[STATED PROBLEM] Rewrite every line of the records below as a numbered list, skipping any blank lines.

[MATERIAL FOR THIS TASK]
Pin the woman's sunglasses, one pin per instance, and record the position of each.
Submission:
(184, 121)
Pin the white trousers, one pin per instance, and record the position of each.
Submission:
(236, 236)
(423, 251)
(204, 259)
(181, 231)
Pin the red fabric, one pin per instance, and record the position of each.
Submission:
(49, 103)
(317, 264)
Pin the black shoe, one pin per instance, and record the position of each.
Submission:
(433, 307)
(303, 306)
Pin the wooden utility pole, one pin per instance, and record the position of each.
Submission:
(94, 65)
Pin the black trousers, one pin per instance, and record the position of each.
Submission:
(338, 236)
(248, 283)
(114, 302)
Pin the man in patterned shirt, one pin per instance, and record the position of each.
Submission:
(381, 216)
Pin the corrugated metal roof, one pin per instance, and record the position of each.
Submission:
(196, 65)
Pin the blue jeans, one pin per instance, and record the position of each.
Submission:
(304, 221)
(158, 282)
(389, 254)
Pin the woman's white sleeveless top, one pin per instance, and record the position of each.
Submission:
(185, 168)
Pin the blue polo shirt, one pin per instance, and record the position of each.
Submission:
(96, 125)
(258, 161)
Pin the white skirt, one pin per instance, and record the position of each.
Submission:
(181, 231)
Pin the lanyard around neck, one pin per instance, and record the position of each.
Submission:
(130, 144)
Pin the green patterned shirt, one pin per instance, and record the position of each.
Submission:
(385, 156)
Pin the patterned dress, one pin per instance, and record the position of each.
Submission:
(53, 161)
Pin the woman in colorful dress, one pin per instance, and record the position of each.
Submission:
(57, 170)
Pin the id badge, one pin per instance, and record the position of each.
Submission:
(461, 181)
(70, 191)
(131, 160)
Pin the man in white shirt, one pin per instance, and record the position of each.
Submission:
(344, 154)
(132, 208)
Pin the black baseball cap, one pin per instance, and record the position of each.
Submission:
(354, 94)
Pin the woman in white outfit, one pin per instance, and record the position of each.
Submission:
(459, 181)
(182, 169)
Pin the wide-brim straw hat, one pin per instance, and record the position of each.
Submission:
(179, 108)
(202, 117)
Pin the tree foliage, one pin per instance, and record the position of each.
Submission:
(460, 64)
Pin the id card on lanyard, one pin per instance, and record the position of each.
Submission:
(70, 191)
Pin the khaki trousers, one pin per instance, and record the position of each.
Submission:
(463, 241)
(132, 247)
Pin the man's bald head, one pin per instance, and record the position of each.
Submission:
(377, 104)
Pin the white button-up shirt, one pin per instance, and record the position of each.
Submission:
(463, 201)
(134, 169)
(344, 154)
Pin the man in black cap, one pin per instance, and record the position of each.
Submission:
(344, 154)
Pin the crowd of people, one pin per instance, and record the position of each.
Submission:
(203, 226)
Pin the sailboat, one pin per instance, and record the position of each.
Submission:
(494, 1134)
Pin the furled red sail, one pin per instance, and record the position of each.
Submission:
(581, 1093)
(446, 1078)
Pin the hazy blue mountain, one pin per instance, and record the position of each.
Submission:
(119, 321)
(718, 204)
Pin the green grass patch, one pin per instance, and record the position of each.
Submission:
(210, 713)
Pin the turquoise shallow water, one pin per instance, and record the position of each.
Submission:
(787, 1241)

[ANSWER TO THIS PROBLEM]
1. Pin the woman's sunglasses, one pin per instance, and record the position of each.
2. Submission:
3. (184, 121)
4. Pin the white trousers, one pin per instance, and record the position of each.
5. Submission:
6. (236, 236)
7. (423, 251)
8. (204, 259)
9. (181, 231)
10. Pin the red fabric, one pin per instance, and record the position of each.
11. Submission:
12. (49, 103)
13. (317, 264)
14. Pin the black shoe, one pin per instance, and record the position of each.
15. Submission:
16. (433, 307)
17. (303, 306)
18. Pin the wooden utility pole, one pin per instance, and record the position of each.
19. Submission:
20. (94, 65)
21. Pin the black trousers, one pin per instance, and record the position of each.
22. Submission:
23. (338, 236)
24. (248, 283)
25. (114, 302)
26. Pin the man in patterned shirt, one pin per instance, and record the position of each.
27. Submission:
28. (381, 216)
29. Pin the corrugated metal roof, one pin per instance, and record the position of each.
30. Submission:
31. (196, 65)
32. Pin the blue jeans, one pin per instance, and record the position of each.
33. Submission:
34. (304, 221)
35. (158, 282)
36. (389, 254)
37. Pin the woman's white sleeveless top, one pin per instance, and record the position of each.
38. Submission:
39. (185, 168)
40. Pin the blue polo shirt, one pin per instance, and record the position of each.
41. Submission:
42. (96, 125)
43. (258, 161)
44. Pin the white skirt, one pin per instance, and record the position of each.
45. Submission:
46. (181, 231)
47. Pin the lanyard around neck, one pin per instance, and record the position of each.
48. Submission:
49. (130, 144)
50. Pin the green patterned shirt, one pin per instance, and record the position of each.
51. Submission:
52. (385, 156)
53. Pin the patterned dress, one pin per instance, and record the position of each.
54. Submission:
55. (53, 161)
56. Pin the woman in colorful dress, one pin per instance, and record the position of each.
57. Submission:
58. (57, 170)
59. Pin the id badge, one pin per instance, and record the position of each.
60. Submission:
61. (461, 181)
62. (70, 191)
63. (131, 160)
64. Pin the man in white shirt, one pin per instance, and record the position of each.
65. Submission:
66. (344, 154)
67. (132, 208)
68. Pin the black baseball cap, one pin per instance, and record the position of each.
69. Submission:
70. (354, 94)
71. Pin the woman in white outfit, one pin per instance, and record the position of each.
72. Submission:
73. (459, 181)
74. (182, 169)
75. Pin the wide-brim straw hat, one pin per instance, and record the position of each.
76. Submission:
77. (179, 108)
78. (202, 117)
79. Pin the tree foliage, one pin per instance, and record the position of each.
80. Submission:
81. (460, 64)
82. Pin the id card on lanyard, one pin per instance, and record the position of each.
83. Submission:
84. (70, 191)
85. Pin the khaki trousers, one pin per instance, and record the position of each.
86. Submission:
87. (463, 241)
88. (132, 247)
89. Pin the man's bald head, one pin per instance, and record the position of each.
90. Submission:
91. (377, 104)
92. Pin the white button-up shirt, one pin per instance, and record the position of each.
93. Submission:
94. (463, 201)
95. (134, 169)
96. (344, 154)
97. Pin the man in black cap, one pin per instance, and record the position of each.
98. Submission:
99. (344, 154)
100. Pin the crowd of people, one pin per instance, and record the position of each.
101. Submission:
102. (203, 226)
103. Pin the sailboat, one pin per instance, and record the position of each.
104. Submission:
105. (494, 1134)
106. Pin the furled red sail, one pin per instance, and record the position of each.
107. Submission:
108. (581, 1093)
109. (446, 1078)
110. Pin the hazy blue mountain, one pin per instance, and record the position of each.
111. Submission:
112. (119, 321)
113. (718, 204)
114. Pin the green grass patch, one pin per instance, and record the position of each.
115. Submission:
116. (210, 713)
117. Pin the turquoise shallow water, one pin per instance, and record the position of each.
118. Submission:
119. (787, 1241)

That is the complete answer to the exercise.